■ Required task A
Find each line in the listing below that contains the string "chalkboard", and copy those lines.

Re: java.io.Writer uses CharSequence.toString()

2016-07-30 Thread Pavel Rappo
Could you please prototype what you suggest in code so we could discuss it more
constructively? Otherwise I feel this discussion is getting too broad and as
such may not achieve anything in particular.

Thanks,
-Pavel

> On 30 Jul 2016, at 10:03, Fabian Lange  wrote:
> 
> Hi,
> so why did you guys invent CharSequence as an API if it cannot be used.
> I kind of understand why people use unsafe and come up with their own
> character data implementations.
> 
> So you prefer multi megabyte string allocations including their arraycopy,
> (java.lang.StringBuilder.toString())
> 
>public String toString() {
>// Create a copy, don't share the array
>return new String(value, 0, count);
>}
> 
> which then will arraycopy again this multimegabyte char array
> java.io.Writer.write(String, int, int)
> 
>} else {// Don't permanently allocate very large buffers.
>cbuf = new char[len];
>}
>str.getChars(off, (off + len), cbuf, 0);
>write(cbuf, 0, len);
> 
> over an Implementation which doesn't do that?
> 
> Fabian
> 
> On Sat, Jul 30, 2016 at 1:23 AM, Brent Christian
>  wrote:
>> Hi,
>> 
>> This idea has been brought up before [1].
>> 
>> I concur with Pavel's assessment.  I would add that now that latin-1 Strings
>> are stored in a more compact form in JDK 9 ("Compact Strings" [2]), the
>> performance profile of string data is further complicated.
>> 
>> Thanks,
>> -Brent
>> 
>> 1. https://bugs.openjdk.java.net/browse/JDK-6206838
>> 2. https://bugs.openjdk.java.net/browse/JDK-8054307
>> 
>> On 07/29/2016 10:21 AM, Pavel Rappo wrote:
>>> 
>>> Once again, while I agree in some places it could have been done a bit
>>> better
>>> probably, I would say it's good to a have a look at benchmarks first.

(Dataset entries)
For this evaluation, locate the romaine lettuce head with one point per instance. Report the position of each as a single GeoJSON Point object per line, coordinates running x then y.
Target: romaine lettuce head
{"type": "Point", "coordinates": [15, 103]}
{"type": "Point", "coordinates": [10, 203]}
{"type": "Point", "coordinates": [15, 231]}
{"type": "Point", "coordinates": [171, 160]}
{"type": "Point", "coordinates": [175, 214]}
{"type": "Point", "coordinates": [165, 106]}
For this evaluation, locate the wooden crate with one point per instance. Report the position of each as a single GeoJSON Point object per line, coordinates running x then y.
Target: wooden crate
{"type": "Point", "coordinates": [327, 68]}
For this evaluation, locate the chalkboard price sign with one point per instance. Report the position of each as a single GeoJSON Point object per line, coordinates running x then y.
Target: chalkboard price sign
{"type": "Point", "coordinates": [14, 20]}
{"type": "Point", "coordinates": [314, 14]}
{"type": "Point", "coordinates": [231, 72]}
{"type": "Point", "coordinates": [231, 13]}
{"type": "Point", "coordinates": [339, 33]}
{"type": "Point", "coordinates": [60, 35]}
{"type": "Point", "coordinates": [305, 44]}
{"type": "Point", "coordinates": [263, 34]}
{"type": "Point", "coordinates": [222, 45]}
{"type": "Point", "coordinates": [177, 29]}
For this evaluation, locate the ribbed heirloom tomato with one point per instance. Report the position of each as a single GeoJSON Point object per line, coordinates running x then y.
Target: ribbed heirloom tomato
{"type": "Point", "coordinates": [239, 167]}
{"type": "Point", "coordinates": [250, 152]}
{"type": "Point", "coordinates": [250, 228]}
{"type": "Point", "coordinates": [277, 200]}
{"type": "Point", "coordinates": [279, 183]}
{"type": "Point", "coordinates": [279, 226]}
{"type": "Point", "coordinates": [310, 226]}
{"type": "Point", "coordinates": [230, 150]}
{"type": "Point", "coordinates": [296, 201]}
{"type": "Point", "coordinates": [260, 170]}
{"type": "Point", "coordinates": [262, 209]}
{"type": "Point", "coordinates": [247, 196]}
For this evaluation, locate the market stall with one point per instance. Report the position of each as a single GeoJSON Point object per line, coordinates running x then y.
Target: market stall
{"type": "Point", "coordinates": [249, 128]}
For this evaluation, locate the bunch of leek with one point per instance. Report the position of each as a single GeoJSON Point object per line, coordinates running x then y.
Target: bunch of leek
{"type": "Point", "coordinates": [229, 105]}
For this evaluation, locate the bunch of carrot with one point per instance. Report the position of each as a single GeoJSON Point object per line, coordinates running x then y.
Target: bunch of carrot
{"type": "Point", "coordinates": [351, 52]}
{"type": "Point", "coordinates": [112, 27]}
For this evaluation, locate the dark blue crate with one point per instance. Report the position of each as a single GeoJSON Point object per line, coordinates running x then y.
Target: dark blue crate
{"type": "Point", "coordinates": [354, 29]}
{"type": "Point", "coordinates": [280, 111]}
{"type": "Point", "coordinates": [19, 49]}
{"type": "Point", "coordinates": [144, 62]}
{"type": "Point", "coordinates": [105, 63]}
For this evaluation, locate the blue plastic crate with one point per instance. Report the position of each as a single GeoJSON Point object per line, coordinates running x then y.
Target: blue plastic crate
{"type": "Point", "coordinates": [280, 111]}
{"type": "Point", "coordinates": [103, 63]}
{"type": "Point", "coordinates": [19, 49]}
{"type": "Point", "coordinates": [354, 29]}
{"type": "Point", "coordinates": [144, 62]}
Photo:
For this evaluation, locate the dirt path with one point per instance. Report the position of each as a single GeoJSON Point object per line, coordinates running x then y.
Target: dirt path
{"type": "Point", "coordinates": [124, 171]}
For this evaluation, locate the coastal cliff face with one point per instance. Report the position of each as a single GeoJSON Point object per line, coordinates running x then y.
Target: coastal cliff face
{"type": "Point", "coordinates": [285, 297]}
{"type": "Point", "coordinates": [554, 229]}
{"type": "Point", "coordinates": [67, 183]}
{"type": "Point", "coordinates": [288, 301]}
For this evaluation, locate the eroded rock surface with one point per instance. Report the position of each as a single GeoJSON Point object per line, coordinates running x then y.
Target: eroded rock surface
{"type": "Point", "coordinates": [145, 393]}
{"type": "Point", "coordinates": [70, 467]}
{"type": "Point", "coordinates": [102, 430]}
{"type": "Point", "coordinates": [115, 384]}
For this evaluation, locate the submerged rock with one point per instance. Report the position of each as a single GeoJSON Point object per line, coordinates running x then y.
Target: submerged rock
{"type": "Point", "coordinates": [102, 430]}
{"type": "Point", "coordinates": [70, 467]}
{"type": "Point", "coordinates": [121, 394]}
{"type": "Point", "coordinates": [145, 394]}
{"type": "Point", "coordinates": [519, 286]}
---
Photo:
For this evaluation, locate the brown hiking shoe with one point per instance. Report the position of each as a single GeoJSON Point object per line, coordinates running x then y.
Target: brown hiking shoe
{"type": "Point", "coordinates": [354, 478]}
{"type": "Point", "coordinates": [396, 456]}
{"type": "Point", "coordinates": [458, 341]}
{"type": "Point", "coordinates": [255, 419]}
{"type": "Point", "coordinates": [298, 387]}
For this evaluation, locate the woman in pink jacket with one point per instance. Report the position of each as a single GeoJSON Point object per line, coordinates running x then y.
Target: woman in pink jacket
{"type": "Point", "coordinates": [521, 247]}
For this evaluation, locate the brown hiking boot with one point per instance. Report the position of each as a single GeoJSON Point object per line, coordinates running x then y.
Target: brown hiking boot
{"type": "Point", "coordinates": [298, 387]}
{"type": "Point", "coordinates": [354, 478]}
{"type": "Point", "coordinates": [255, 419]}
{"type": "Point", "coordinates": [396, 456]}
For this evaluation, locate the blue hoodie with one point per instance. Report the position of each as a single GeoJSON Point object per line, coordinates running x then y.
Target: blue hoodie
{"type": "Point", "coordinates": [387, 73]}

■ Required task B
Carry on the mailing-list thread about java.io.Writer and CharSequence.toString() from its last line.

■ Task answer A
For this evaluation, locate the chalkboard price sign with one point per instance. Report the position of each as a single GeoJSON Point object per line, coordinates running x then y.
Target: chalkboard price sign

■ Task answer B
>>> 
>>> If they show there's indeed a big difference between
>>> 
>>>char[] copy = new chars[charSequence.length()];
>>>String s = charSequence.toString();
>>>s.getChars(0, s.length, copy, 0);
>>> 
>>> and
>>> 
>>>char[] copy = new chars[charSequence.length()];
>>>charSequence.getChars(0, charSequence.length(), copy, 0);
>>> 
>>> it could justify an increase in complexity of CharBuffer.append or
>>> introducing a
>>> new default method (getChars/fillInto) into CharSequence. Possibly. Or
>>> maybe
>>> not. Because there might be some nontrivial effects we are completely
>>> unaware of.
>>> 
>>> Btw, what do you mean by "extract char[]" from StringBuilder? Do you want
>>> StringBuilder to give away a reference to its char[] outside? If not, than
>>> what's the difference between "extract char[]" from StringBuilder and "use
>>> String" in your algorithm?
>>> 
>>> The bottom line is whatever you suggest would likely need a good
>>> justification.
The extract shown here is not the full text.